> _Set exercise_:
Write the records out again, precisely as they stand.

> _Supplied data_:
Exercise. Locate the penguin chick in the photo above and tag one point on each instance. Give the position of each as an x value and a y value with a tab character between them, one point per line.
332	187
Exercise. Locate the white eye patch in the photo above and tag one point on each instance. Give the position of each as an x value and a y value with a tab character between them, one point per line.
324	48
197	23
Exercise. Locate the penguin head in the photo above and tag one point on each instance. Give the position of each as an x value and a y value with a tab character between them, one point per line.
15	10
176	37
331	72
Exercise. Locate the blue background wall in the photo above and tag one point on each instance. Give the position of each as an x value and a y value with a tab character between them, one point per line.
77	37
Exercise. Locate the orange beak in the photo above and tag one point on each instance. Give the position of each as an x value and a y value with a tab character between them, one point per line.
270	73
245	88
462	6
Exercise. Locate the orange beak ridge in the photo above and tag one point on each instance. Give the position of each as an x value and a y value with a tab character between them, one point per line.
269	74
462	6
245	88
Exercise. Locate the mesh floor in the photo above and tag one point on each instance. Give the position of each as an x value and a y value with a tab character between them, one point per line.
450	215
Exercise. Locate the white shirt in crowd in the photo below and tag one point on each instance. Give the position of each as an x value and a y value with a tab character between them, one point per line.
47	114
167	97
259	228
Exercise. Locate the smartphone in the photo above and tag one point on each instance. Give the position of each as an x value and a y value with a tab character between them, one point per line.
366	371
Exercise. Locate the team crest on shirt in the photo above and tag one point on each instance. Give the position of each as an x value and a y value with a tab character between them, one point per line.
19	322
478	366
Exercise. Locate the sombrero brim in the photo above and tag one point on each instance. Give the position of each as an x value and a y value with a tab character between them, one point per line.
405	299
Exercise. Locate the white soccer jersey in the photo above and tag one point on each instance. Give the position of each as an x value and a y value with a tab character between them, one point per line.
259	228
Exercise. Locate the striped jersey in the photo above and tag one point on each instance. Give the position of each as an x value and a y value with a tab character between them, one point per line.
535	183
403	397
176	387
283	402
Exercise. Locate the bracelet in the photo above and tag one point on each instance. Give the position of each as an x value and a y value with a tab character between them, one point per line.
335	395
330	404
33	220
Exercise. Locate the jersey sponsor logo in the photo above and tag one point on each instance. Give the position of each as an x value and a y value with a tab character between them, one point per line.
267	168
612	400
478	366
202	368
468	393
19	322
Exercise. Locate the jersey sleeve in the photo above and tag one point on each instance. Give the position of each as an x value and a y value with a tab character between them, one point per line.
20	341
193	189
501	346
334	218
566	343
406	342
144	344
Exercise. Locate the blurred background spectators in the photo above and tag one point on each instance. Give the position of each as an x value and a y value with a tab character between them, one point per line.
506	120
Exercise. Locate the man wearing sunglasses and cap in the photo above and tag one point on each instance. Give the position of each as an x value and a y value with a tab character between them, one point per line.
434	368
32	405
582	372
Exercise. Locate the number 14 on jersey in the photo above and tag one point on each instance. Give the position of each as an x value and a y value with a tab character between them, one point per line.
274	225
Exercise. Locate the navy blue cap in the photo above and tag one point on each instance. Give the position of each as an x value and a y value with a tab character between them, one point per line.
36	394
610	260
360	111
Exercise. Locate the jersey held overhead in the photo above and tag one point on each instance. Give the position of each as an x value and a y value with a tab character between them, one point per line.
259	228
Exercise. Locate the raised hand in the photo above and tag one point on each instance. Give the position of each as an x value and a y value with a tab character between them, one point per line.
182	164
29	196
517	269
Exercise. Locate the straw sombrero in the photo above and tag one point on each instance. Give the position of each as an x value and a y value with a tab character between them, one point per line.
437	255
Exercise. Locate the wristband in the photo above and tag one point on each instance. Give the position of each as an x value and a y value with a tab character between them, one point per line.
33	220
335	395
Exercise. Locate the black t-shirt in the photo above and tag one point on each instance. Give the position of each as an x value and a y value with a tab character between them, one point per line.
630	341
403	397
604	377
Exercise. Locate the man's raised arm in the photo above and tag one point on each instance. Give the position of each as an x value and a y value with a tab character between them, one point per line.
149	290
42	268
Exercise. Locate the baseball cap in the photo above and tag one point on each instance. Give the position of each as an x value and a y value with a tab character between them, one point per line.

> _Answer in full_:
Exercise. Locate the penguin chick in the photo above and tag one point on each instance. Give the position of each as an x value and a y value with a tab character between them, one point per line.
332	187
Exercise. Locate the white eye patch in the photo above and tag one point on each instance. Give the position of each as an x value and a y value with a tab character between them, one point per line.
324	48
197	23
Exercise. Locate the penguin head in the photo above and tag one point on each instance. Give the position of each as an x value and a y value with a tab character between them, one point per line.
15	10
176	37
331	72
Exercise. Locate the blue background wall in the photo above and tag one point on each instance. Give the position of each as an x value and a y value with a tab character between them, one point per line.
77	37
Exercise. Locate the orange beak in the photo above and tag one point on each instance. Give the position of each as an x value and a y value with a tab character between them, one point per line.
270	73
245	88
462	6
Exercise. Locate the orange beak ridge in the photo above and tag one point on each instance. Give the position of each as an x value and a y value with a tab character between them, one point per line.
269	74
462	6
245	88
Exercise. Locate the mesh floor in the photo above and tag one point on each instance. Give the position of each as an x value and a y value with a tab character between them, one point per line.
450	215
Exercise. Locate the white shirt in crowd in the photo below and tag one point on each instance. Give the position of each as an x value and a y value with a tab character between them, one point per line.
47	114
167	97
259	228
Exercise. Locate the smartphone in the photo above and tag one point on each instance. Give the position of each as an x value and a y value with a tab character between them, one point per line.
366	371
Exercise. Locate the team crest on shirt in the photo above and tag one point on each instance. Give the position of each as an x value and a y value with a tab character between them, one point per line.
19	322
478	366
Exercise. Locate the sombrero brim in the photo above and tag one point on each instance. Give the position of each as an x value and a y value with a tab character between them, one point per line.
405	299
Exercise. Locate the white soccer jersey in the photo above and tag one point on each instance. Give the position of each as an x value and a y value with a tab character between them, one point per line.
259	228
Exercise. Locate the striped jersey in the photo above and tag one point on each instance. Give the position of each as an x value and a y value with a tab character between them, one point per line.
535	183
403	397
176	387
283	402
Exercise. Locate the bracelet in the photo above and tag one point on each instance. Give the position of each as an x value and a y value with a tab character between them, one point per line.
335	395
330	404
33	220
Exercise. Locate the jersey sponsor logo in the photo above and tag one point on each instance. Give the position of each as an x value and a y value with a tab character between them, one point per line.
267	168
612	400
478	366
202	368
468	393
19	322
Exercise. Locate the jersey sleeve in the photo above and tag one point on each instance. Give the position of each as an x value and a y value with a tab character between them, one point per line.
20	341
193	189
501	346
334	218
566	343
406	342
144	344
Exercise. Locate the blurred background spectators in the photo above and tag one point on each instance. Give the position of each as an x value and a y value with a tab character between them, one point per line.
506	120
Exercise. Locate the man wearing sunglasses and cap in the photo above and tag one point on each instance. Give the position of each as an x value and a y value with a tab character between them, one point per line.
434	368
32	405
582	372
Exercise. Locate the number 14 on jersey in the photo above and tag one point on each instance. Give the position of each as an x value and a y value with a tab character between them, one point per line.
274	225
Exercise. Locate the navy blue cap in the photo above and tag one point on each instance. Give the position of each as an x value and a y value with a tab character between them, one point per line.
36	394
610	260
360	111
Exercise. Locate the jersey held overhead in the photo above and tag one point on each instance. Give the position of each as an x value and a y value with a tab character between them, one point per line.
259	228
Exercise. Locate the raised hand in the photo above and tag one point on each instance. Give the position of each as an x value and a y value with a tab character between them, one point per line.
182	164
29	196
517	269
Exercise. Locate the straw sombrero in the photo above and tag one point on each instance. Give the position of each as an x value and a y value with a tab character between them, one point per line.
437	255
Exercise. Locate the wristband in the photo above and tag one point on each instance. Give the position of each as an x value and a y value with a tab character between them, one point per line.
33	220
335	395
Exercise. Locate the black t-shirt in the photo above and tag one point on each instance. Give the position of each as an x value and a y value with a tab character between them, one point per line.
630	341
403	397
604	377
Exercise. Locate the man's raised arm in the photo above and tag one point on each instance. Give the position of each as an x value and a y value with a tab character between them, one point per line.
149	290
42	268
Exercise. Locate the baseball cap in the photo above and tag one point on each instance. Give the position of each as an x value and a y value with a tab character between them, one point per line.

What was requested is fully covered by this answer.